Begin

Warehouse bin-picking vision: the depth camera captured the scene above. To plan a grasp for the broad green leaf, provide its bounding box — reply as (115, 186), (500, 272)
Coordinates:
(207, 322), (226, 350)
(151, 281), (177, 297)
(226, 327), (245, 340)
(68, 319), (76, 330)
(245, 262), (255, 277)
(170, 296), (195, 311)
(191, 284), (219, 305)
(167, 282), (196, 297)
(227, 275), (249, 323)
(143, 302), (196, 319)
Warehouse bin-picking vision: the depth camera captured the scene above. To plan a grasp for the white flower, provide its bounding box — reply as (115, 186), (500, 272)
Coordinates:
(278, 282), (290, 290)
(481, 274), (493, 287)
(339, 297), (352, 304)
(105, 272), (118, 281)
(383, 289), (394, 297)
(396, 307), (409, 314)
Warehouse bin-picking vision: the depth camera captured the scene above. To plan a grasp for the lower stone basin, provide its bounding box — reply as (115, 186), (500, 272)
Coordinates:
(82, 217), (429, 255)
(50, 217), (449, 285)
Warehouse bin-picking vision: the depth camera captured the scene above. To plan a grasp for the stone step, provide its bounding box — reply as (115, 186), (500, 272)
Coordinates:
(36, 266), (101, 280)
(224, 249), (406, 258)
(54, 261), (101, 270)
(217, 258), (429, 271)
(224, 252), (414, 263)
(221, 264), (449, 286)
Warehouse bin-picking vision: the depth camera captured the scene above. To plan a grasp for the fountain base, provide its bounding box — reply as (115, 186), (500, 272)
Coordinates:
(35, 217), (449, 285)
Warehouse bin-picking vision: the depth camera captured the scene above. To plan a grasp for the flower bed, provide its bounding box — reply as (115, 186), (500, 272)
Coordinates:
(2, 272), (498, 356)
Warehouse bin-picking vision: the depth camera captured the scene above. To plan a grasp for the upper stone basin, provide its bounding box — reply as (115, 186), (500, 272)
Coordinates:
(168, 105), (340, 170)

End

◆ Do this
Arrange every line of the records above as a Markdown table, omitting blank lines. Use a column named Row for the line number and a column named Line for its text.

◆ Correct response
| Row | Line |
|---|---|
| 1 | Warehouse bin-picking vision: the depth camera captured the scene above. To plan a grasp for the broad green leaf, provide its bounding box — reply as (115, 186), (500, 272) |
| 2 | Coordinates: |
| 3 | (207, 322), (226, 350) |
| 4 | (151, 281), (177, 297) |
| 5 | (226, 327), (245, 340) |
| 6 | (68, 319), (76, 330) |
| 7 | (245, 262), (255, 277) |
| 8 | (170, 296), (195, 311) |
| 9 | (191, 284), (219, 305) |
| 10 | (167, 282), (196, 297) |
| 11 | (227, 275), (249, 323) |
| 12 | (143, 302), (196, 319) |
| 13 | Warehouse bin-picking vision: the depth camera captured the scene above. To plan a grasp for the white flower, provide its bounding box — reply as (115, 186), (500, 272) |
| 14 | Coordinates: |
| 15 | (278, 282), (290, 290) |
| 16 | (481, 274), (493, 287) |
| 17 | (339, 297), (352, 304) |
| 18 | (105, 272), (118, 281) |
| 19 | (383, 289), (394, 297) |
| 20 | (396, 307), (409, 314) |
| 21 | Warehouse bin-picking vision: the depth camera captured the scene above. To plan a grasp for the lower stone basin, provide its bounding box — reply as (115, 186), (500, 272) |
| 22 | Coordinates: |
| 23 | (82, 217), (429, 255) |
| 24 | (50, 217), (449, 285) |
| 25 | Warehouse bin-picking vision: the depth camera captured the scene above. To plan a grasp for the stone step, provide its bounding box — reply as (115, 186), (500, 272) |
| 26 | Coordinates: |
| 27 | (36, 266), (101, 280) |
| 28 | (224, 249), (406, 258) |
| 29 | (54, 261), (101, 270) |
| 30 | (217, 258), (429, 271) |
| 31 | (224, 252), (414, 263) |
| 32 | (221, 264), (449, 286) |
| 33 | Warehouse bin-picking vision: the depth camera captured the scene above. To plan a grasp for the fountain base, provide its bounding box — reply as (115, 186), (500, 272) |
| 34 | Coordinates: |
| 35 | (35, 217), (449, 285) |
| 36 | Warehouse bin-picking vision: the depth camera captured the scene above. To plan a grasp for the flower bed, provide its bounding box — reply as (115, 186), (500, 272) |
| 37 | Coordinates: |
| 38 | (2, 272), (498, 356) |
| 39 | Warehouse bin-picking vision: the depth camera captured the scene above. To plan a grasp for the upper stone basin, provide its bounding box — reply as (115, 186), (500, 272) |
| 40 | Coordinates: |
| 41 | (168, 105), (340, 170) |